Natural language region descriptions
==================================================

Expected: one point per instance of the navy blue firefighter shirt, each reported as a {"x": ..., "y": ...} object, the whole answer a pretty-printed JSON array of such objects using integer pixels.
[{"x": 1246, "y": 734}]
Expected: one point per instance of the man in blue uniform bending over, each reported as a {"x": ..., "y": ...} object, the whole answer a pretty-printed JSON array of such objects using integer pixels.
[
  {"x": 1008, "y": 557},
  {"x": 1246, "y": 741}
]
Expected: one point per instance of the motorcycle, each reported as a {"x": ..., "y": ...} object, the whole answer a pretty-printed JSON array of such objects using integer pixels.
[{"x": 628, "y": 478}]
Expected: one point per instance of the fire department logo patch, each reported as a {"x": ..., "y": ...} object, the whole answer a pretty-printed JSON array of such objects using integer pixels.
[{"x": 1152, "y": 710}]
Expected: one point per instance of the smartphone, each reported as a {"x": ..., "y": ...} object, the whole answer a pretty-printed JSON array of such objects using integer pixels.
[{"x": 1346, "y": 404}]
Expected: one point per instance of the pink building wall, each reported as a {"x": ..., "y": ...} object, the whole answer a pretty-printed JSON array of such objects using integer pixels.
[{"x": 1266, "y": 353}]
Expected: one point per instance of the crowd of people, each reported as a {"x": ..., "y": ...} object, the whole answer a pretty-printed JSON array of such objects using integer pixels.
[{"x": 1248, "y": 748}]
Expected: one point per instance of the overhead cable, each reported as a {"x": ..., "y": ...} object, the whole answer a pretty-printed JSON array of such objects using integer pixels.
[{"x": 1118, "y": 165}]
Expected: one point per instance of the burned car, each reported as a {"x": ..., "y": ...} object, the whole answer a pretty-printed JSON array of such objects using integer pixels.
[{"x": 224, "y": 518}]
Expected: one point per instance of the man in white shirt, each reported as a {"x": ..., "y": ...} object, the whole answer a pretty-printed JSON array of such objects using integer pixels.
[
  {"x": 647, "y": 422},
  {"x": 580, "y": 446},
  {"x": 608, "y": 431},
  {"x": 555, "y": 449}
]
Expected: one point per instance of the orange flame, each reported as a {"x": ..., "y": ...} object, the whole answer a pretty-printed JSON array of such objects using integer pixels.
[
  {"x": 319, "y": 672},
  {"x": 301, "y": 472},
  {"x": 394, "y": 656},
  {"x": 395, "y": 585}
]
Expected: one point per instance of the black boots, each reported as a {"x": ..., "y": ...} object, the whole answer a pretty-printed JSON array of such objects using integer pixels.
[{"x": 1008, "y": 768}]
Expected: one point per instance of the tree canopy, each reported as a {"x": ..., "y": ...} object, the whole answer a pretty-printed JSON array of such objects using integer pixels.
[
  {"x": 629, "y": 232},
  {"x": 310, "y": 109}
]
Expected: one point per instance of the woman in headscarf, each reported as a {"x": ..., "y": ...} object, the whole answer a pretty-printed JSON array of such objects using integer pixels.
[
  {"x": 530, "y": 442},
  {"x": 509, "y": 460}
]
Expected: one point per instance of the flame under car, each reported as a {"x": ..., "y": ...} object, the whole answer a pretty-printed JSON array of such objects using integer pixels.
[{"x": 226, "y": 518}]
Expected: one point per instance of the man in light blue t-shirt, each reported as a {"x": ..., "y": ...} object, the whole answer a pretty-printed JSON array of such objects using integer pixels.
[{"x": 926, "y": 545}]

==================================================

TASK TO CARRY OUT
Could you restate every entry verbatim, please?

RESPONSE BELOW
Expected: one point per instance of the navy blue firefighter shirt, each reported as a {"x": ..., "y": ...} object, the whole answer a pretty-printed JSON array of such objects using integer pixels.
[{"x": 1246, "y": 734}]
Expected: one point per instance of the man in blue uniform bending over, each reported as a {"x": ..., "y": ...} object, the whole answer a pretty-printed JSON array of such objects using integer pixels.
[
  {"x": 1008, "y": 557},
  {"x": 1246, "y": 741}
]
Expected: one point per instance of the motorcycle, each reported as a {"x": ..., "y": ...} object, the whole answer a pretty-printed JSON array of such objects using integer pixels.
[{"x": 628, "y": 478}]
Expected: one point per instance of the fire department logo patch, each reported as a {"x": ..., "y": ...} object, the whole answer a pretty-printed JSON array of such objects using integer pixels.
[{"x": 1152, "y": 710}]
Expected: one point per instance of the smartphone, each reported as a {"x": ..., "y": ...} object, the whole answer a pretty-printed JSON array of such objects using integer pixels.
[{"x": 1346, "y": 404}]
Expected: one point per instance of the pink building wall, each reported as a {"x": ..., "y": ...} object, the whole answer a pretty-printed JSON array of such objects using integer pixels.
[{"x": 1266, "y": 353}]
Expected: one point per instance of the crowd of people, each reported as a {"x": ..., "y": ...} object, the whole answer a pretty-printed JSON array of such objects using integer pixels.
[{"x": 1248, "y": 748}]
Expected: one point per instance of the overhead cable, each reported as a {"x": ..., "y": ...} object, the whole answer a pretty-printed JSON array of such objects using integer pixels.
[{"x": 1118, "y": 165}]
Expected: one point per instance of the burned car, each reported as a {"x": ..., "y": ...} object, the whole answer a pretty-printed JSON array of such objects using integer pixels.
[{"x": 224, "y": 518}]
Expected: one point per instance of the man in white shirt, each reported as a {"x": ..., "y": ...} object, the whole answer a pretty-printed JSON array of such objects using integer pixels.
[
  {"x": 647, "y": 422},
  {"x": 580, "y": 446},
  {"x": 608, "y": 431},
  {"x": 555, "y": 449}
]
Expected: one point per instance of the orange flame, each reported as a {"x": ..., "y": ...} object, the whole answer a pretty-printed JSON array of such objects using integer pixels.
[
  {"x": 319, "y": 672},
  {"x": 301, "y": 472},
  {"x": 394, "y": 656},
  {"x": 395, "y": 585}
]
Expected: one point per instance of the black boots, each reported as a {"x": ..., "y": ...} object, the whole answer a pretty-printed JSON array of such objects using integer pixels.
[{"x": 1008, "y": 768}]
Expected: one point per instance of the tree canopy, each reported as a {"x": ..., "y": ...} object, the whole answer a pretty-printed JSON array of such objects using integer pixels.
[
  {"x": 629, "y": 232},
  {"x": 310, "y": 109}
]
Expected: one point per instance of the woman in headscarf, each reported as a {"x": ..., "y": ...} object, the whole answer a pretty-printed JSON array of such objects using integer pixels.
[
  {"x": 530, "y": 442},
  {"x": 509, "y": 460}
]
Expected: one point per instance of the flame under car, each reported as a {"x": ..., "y": ...} object, the whole answer a pretty-printed JSON array of such objects using integer pixels.
[{"x": 226, "y": 518}]
Expected: one point per instance of the man in light blue t-shirt, each reported as a {"x": ..., "y": ...} object, the whole answer a pretty-printed JSON array of such objects using integer pixels.
[{"x": 926, "y": 545}]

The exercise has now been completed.